# Text block:
Forever in Blue: The Fourth Summer of the Sisterhood (also known as Forever in Blue) is the fourth novel in Ann Brashares's acclaimed "Sisterhood" series. The story concludes the adventures of four girls who share a pair of "magical" pants that fit each one of them perfectly, despite their vastly different shapes and sizes. This is the fourth book in The Sisterhood of the Traveling Pants series and was considered the last until Brashares published a fifth book in 2011. It was released on January 9, 2007. 

The Sisterhood of the Traveling Pants 2, a movie based on the book, was released on August 6, 2008.

Plot summary

Lena
Lena is taking an extra painting class in the summer at RISD and becomes interested in the anonymous painter who comes in late on the first day. She soon discovers that it is Leonardo (Leo), one of the most acclaimed artists at the college, and she is tempted to look at his progress on his painting. She is overcome by his skill level. Leo sees her examining his work and they cultivate a friendship. Leo invites Lena over to his house for dinner, where she meets his mother, a professional artist. His mother suggests that Lena and Leo pose for each other's figure paintings, leaving Lena flustered, although she still agrees. However, due to her extreme shyness and strict upbringing, she is uncomfortable painting Leo in the nude and is unable to draw him the way she wants to. Leo, however, sees extreme beauty in Lena's body, kissing her after their first session. He asks her to pose for another one. Lena's feelings for Leo grow. However, shortly following the session, Kostos appears at her dorm room. He tells her that he divorced his wife after she apparently lied to him about being pregnant with their child. Lena is at first in shock by Kostos's sudden appearance, but later becomes angry and yells at him for coming back and expecting her to be waiting for him after he abandoned her. When she goes to apologize the next day, Kostos has already left. Lena poses for Leo, and after he kisses her, they make love. After, she goes to her apartment and cries, realizing that she never had feelings for Leo the way she had for Kostos. Later, while in Greece, she meets up with Kostos, who admits that he had gone to the U.S. planning to propose to Lena and never thought she might say no. Lena apologizes for her actions at her dorm and cries in his arms, and the two of them agree that they may never fall in love with anyone else. They kiss and part ways, but not before Kostos says one word in Greek to Lena, meaning "someday", which indicates that their relationship may not be over for good.

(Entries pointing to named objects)
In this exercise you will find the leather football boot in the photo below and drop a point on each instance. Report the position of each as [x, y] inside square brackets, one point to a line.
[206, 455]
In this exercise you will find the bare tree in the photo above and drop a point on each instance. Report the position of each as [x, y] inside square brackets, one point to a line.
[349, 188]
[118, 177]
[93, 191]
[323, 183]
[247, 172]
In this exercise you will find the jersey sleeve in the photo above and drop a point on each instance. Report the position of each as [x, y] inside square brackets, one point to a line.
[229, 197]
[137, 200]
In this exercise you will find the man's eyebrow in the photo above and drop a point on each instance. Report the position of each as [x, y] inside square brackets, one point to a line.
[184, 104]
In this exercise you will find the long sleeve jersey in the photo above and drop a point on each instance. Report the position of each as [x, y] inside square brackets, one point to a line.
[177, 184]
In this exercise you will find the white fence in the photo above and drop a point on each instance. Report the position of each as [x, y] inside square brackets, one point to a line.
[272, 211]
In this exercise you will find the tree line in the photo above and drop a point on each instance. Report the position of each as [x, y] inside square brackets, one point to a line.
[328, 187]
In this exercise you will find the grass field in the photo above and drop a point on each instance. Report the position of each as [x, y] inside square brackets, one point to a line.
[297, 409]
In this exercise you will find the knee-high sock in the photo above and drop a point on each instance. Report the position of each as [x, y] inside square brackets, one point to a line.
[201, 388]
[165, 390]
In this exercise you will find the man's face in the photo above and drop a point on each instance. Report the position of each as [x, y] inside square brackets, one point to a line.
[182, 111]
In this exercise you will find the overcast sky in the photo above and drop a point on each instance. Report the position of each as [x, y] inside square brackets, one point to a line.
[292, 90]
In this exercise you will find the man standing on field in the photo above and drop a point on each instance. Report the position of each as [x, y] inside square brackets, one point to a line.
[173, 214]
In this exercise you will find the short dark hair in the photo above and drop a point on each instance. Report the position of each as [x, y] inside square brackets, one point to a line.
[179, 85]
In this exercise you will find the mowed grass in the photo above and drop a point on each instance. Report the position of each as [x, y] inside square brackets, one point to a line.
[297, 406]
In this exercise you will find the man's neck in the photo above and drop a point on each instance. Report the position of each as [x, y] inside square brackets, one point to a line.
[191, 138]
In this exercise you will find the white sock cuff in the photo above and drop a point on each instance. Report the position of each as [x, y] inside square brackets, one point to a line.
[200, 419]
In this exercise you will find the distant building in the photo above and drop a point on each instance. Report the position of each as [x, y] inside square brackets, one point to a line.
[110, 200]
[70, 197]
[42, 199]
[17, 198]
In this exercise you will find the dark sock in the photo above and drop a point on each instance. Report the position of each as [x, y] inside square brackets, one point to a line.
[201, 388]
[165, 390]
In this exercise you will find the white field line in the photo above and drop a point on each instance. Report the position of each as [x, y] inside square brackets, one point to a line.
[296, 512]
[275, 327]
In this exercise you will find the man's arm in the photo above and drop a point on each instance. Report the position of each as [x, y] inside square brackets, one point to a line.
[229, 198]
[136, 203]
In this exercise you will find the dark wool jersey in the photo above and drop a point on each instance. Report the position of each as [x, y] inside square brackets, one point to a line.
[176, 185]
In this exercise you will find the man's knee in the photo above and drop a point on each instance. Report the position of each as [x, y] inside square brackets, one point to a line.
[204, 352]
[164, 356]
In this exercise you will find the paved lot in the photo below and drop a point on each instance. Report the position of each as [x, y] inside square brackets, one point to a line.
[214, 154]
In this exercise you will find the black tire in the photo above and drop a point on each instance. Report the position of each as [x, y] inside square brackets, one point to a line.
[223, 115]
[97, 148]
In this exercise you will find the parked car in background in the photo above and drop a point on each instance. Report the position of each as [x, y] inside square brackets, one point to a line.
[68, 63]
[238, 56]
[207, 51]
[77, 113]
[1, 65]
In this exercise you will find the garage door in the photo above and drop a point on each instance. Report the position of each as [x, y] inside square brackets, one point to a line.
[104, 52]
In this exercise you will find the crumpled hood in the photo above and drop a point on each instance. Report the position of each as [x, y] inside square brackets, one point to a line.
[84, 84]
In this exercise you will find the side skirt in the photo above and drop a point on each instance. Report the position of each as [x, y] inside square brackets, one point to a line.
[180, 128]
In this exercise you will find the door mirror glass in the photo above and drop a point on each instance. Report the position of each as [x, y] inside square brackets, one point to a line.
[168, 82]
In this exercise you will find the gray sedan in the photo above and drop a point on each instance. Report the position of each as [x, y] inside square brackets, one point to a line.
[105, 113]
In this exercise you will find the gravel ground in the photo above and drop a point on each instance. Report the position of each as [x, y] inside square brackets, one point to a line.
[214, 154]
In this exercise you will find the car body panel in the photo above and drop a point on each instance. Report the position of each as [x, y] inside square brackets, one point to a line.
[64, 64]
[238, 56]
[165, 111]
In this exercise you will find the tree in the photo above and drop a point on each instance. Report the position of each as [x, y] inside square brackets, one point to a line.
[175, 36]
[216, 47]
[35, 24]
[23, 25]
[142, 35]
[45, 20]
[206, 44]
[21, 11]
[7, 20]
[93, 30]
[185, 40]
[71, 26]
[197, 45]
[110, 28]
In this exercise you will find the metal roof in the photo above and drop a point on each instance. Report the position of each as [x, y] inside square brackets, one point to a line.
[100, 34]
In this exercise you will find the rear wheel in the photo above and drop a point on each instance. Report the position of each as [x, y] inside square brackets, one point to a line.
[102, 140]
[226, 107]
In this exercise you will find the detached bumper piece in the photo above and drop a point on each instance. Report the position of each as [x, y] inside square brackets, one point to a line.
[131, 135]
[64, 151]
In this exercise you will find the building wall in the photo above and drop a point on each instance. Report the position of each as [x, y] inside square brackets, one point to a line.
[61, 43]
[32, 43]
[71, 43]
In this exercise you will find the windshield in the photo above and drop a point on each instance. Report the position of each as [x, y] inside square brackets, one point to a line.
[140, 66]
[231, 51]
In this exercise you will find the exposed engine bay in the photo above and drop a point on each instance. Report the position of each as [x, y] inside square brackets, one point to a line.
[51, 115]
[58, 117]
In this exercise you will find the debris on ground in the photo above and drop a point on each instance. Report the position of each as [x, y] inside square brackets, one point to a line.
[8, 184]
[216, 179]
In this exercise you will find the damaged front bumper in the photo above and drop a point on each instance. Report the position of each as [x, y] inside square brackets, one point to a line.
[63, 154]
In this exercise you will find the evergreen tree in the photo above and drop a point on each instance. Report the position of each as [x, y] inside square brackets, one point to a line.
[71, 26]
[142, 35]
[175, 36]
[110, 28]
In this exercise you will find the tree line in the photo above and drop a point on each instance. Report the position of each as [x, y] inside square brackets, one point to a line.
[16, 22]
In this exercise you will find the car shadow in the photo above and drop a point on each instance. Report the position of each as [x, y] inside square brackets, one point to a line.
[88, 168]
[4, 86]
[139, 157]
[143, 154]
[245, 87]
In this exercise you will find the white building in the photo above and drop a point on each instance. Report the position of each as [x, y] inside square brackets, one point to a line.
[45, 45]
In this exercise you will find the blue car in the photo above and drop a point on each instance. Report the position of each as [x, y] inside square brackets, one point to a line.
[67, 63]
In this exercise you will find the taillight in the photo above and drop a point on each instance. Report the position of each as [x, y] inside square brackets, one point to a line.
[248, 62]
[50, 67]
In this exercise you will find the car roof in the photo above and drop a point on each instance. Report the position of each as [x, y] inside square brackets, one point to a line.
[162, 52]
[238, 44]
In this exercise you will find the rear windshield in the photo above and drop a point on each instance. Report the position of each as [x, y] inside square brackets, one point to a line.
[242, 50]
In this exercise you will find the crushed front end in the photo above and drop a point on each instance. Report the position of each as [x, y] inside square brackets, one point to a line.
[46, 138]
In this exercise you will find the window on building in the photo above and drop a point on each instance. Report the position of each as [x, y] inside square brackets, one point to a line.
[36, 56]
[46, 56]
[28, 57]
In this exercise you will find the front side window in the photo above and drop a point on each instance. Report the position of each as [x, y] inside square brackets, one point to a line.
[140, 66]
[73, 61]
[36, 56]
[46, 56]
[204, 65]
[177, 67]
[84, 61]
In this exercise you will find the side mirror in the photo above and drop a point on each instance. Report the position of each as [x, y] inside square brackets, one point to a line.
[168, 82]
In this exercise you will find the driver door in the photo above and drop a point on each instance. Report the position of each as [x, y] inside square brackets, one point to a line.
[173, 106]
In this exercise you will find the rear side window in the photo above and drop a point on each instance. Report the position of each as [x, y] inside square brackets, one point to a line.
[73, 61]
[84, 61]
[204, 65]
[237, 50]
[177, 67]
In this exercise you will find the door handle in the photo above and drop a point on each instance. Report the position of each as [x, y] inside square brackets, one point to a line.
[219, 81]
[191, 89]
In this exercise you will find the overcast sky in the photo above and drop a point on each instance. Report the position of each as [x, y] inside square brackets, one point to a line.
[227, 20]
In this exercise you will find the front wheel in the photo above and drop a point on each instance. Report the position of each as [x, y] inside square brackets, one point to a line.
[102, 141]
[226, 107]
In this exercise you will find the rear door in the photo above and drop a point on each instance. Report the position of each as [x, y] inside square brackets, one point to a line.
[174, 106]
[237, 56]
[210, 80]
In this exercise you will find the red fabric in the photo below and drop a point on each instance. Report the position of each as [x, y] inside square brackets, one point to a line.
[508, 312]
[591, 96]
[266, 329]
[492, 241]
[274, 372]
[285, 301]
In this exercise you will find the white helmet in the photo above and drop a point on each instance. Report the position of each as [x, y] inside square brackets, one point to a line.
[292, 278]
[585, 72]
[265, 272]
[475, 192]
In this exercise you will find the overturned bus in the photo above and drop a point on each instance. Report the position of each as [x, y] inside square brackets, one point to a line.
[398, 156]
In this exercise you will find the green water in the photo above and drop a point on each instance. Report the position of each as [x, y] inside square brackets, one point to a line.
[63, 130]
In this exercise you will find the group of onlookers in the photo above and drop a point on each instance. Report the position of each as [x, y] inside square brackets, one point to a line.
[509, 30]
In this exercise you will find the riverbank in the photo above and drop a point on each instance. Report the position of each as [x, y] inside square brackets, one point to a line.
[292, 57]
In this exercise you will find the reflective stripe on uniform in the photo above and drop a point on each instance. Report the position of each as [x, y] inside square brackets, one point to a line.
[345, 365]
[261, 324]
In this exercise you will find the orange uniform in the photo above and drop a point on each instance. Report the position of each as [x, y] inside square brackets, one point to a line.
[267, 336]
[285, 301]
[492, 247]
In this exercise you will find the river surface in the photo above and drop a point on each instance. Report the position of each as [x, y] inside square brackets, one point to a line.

# Prompt 1:
On what date was Forever in Blue released, according to the text about the novel?
# Prompt 2:
Write the next part of the plot summary of Forever in Blue, starting right after its last sentence.
The items are separate material that has nothing to do with the text about Forever in Blue.

# Expected answer 1:
It was released on January 9, 2007.

# Expected answer 2:
Tibby
Tibby is staying in NYU over the summer to work and take a script-writing class. Early in the summer, her long-term boyfriend, Brian, visits and tells her that he has successfully transferred to her college and will join her in the fall. Tibby is overjoyed, both with Brian's news and their relationship in general, and her happiness is so extreme that she begins to worry that it will not last. Later that evening, the two drink to celebrate, and they get moderately drunk and make love for the first time. At first, Tibby is content with their actions, but this quickly changes when she has a pregnancy scare. She begins to have doubts about her relationship with Brian, and these persist even after she realizes she is not pregnant; this leads to her breaking up with Brian. However, she begins to second-guess her actions when Brian tells her that he will not be transferring to her school—the realization that Brian truly accepts their break-up shakes her. She becomes even more upset when Effie, Lena's younger sister, meets Tibby to ask her if she would mind it if Effie and Brian dated. Tibby lies and says that she would not be bothered. Later in the summer, Tibby realizes that she allowed her fear over the pregnancy to darken her relationship and her feelings for Brian. She tells him that she is sorry and that she still cares for him, and he returns the sentiment. They soon resume their slightly modified relationship.

Bridget
Bridget is upset to learn that her boyfriend, Eric, has taken a job as a coach at a summer camp in Mexico. She doesn't want to spend the summer at home, wishing to avoid both missing Eric and her family; following her mother's death, both her father and brother became very withdrawn and antisocial. She impulsively signs up to take a trip to Turkey to work on an archaeological dig with some of her classmates. Once in Turkey, Bridget finds that she loves the work, especially painstakingly unearthing a floor in a room discovered by the archaeological team. Equally enthusiastic is Peter, a handsome young professor. They both find themselves equally attracted to each other, and on Peter's thirtieth  birthday, they kiss. Peter reveals that he wants it to turn into something more, but instead, they part ways for the night. The next day, Peter's wife and kids visit and Bridget, seeing his family in person, becomes disgusted with herself. She realizes that she almost ruined what she longs for most: a family. Upon returning home, she attempts to get closer to her father and brother. Eric visits her at her house and her family, while clearly uncomfortable in social situations, tries to get to know him for Bridget's sake. Later that evening, Eric tells Bridget how much he missed her, and she realizes that she missed him as well. Eric stays the night at her house, and they make love . After Eric leaves the next morning, Bridget finds some boxes in the basement filled with carefully organized and preserved mementos of her mother and her younger self. It becomes evident to Bridget that despite her father's coldness, the work he put into the boxes shows that he truly cares about her. She realizes that, despite their limitations, her family does have something to offer her.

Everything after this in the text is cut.